→ Problems and tasks
A: Answer these questions using the breastfeeding text below, one answer per line:
(i) In which town does Juliet Kudate run her private clinic?
(ii) What three health problems does Kudate say babies who are not breastfed entirely for the first 6 months have higher chances of getting?
(iii) Which hormone is named in the section on benefits to the mother?
B: Extend the breastfeeding text below by picking up after its final sentence and continuing the section on benefits to the mother.

→ Text section
== Segment start ==
Benefits to the newborn
According to Juliet Kudate, a clinical officer who operates a private clinic in Narok town, breast milk contains antibodies.
These antibodies help in boosting the immunity and minimize chances of the baby getting sickness which can lead to increased mortality.
Babies who are not breastfed entirely for the first 6 months, Kudate explains, have higher chances of getting ear infections, respiratory illnesses and spells of diarrhea.
She explains that frequent children hospitalization is contributed by reduced or no breastfeeding.
The clinical officer adds that breast milk is nutritious and contains: proteins, fats and vitamins. The quantity, as she articulates, is easily digested compared to nanny milk.
This makes it an ideal diet for the growth and development of the baby. Strong immunity is responsible for such healthy living.
In addition, the baby is more likely to gain the right amount of weight as they grow.
“Breastfeeding is also linked to higher IQ in childhood life. Lactating mothers should take this warning seriously as any fault at this stage is completely irreversible”, states Kudate.
It should also be noted that breastfeeding enhances bonding of the mother and the child. This emanates from the physical closeness, skin-to-skin connection and the eye contact made during breastfeeding.
Benefit to the mother
Breastfeeding mothers lose pregnancy weight fast courtesy of lactation.
It helps in burning extra calories. This is possible because of the release of the hormone oxytocin which enables the uterus to return to its normal size.
Furthermore, lactation is helpful in reducing bleeding after birth for the mothers.
== Segment end ==
→ Source information
== Segment start ==
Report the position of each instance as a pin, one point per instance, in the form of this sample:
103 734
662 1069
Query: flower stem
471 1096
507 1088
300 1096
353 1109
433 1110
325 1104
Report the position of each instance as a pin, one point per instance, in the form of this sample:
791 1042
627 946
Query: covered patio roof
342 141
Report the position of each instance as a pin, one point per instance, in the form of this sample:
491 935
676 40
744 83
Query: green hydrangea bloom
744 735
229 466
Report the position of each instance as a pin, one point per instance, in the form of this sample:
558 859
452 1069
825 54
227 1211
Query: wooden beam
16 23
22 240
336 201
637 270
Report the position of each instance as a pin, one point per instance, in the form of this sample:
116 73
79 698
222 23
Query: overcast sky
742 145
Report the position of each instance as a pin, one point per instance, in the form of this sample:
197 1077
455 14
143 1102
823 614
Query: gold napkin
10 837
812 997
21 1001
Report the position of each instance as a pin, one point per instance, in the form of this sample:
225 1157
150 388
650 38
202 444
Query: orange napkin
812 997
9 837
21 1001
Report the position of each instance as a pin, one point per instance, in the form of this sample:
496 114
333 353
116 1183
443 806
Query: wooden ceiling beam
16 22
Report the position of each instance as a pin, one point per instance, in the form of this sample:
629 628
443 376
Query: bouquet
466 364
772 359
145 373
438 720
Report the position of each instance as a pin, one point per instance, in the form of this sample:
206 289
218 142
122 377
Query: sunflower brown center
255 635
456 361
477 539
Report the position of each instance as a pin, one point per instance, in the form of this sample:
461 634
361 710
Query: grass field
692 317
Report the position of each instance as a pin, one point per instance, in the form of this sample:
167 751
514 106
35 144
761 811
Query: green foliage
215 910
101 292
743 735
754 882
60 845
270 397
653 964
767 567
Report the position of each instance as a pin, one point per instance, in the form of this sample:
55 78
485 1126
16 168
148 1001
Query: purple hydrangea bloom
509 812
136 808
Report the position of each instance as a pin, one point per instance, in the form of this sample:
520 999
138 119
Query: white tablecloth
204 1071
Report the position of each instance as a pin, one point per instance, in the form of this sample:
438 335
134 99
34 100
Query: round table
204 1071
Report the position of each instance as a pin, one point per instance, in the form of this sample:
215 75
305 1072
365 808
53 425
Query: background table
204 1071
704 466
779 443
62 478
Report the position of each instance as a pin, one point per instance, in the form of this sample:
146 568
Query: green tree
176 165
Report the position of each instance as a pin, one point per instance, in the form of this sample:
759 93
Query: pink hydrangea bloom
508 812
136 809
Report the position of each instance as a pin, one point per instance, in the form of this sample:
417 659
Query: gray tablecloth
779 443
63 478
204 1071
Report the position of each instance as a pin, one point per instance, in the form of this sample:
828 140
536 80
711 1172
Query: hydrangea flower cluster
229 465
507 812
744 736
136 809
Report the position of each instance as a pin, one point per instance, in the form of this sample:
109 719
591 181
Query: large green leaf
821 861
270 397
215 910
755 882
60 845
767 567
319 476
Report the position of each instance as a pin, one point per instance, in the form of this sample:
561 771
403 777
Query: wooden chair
== Segment end ==
→ Answers per task
A:
(i) Narok town
(ii) Ear infections, respiratory illnesses and spells of diarrhea
(iii) Oxytocin

B:
Lactation also helps the mother in reducing the risk of some forms of cancers such as breast and ovarian cancer.
“For breast cancer, lactation exercise ensures that there is no accumulation of milk which can lead to abnormal, cancerous growth within breast tissues.
And for ovarian cancer, it produces special antibodies for protein that suppress ovulation” she concludes adding that the significant of breastfeeding cannot be underestimated under normal circumstances.
Only 36 percent of infants aged 0- 6 months worldwide were exclusively breastfeed over the period of 2007 to 2014.
According to World Health Organization (WHO) and United Nations children’s Fund (UNICEF) in collaboration with the Global Breastfeeding Collective, no country fully meets recommended standard for breastfeeding.
WHO and UNICEF recommend early initiation of breastfeeding within 1 hour of birth and exclusive breastfeeding for the first 6 months.
It also recommends introduction of solid food at six months along with continued breastfeeding for two years or beyond.